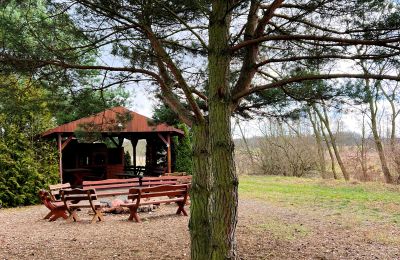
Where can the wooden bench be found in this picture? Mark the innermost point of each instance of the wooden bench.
(55, 190)
(157, 195)
(118, 187)
(75, 199)
(57, 208)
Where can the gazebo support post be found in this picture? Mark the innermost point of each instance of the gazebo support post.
(167, 142)
(169, 153)
(59, 144)
(134, 145)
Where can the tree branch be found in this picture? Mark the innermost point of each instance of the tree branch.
(296, 79)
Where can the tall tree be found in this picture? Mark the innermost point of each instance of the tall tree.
(26, 163)
(206, 57)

_WHAT YOU NEED TO DO_
Rewrite the data from the line containing "Where can the tree" through the last line as a numbered list, with any blank lines dropped.

_COMPLETED TASK_
1. Where can the tree branch be found in this picture? Mark the innermost point of each instance of the tree branch.
2. (296, 79)
3. Where can the tall tree be found in this picture? Mark the innermost point of each instance of the tall tree.
4. (26, 163)
5. (206, 57)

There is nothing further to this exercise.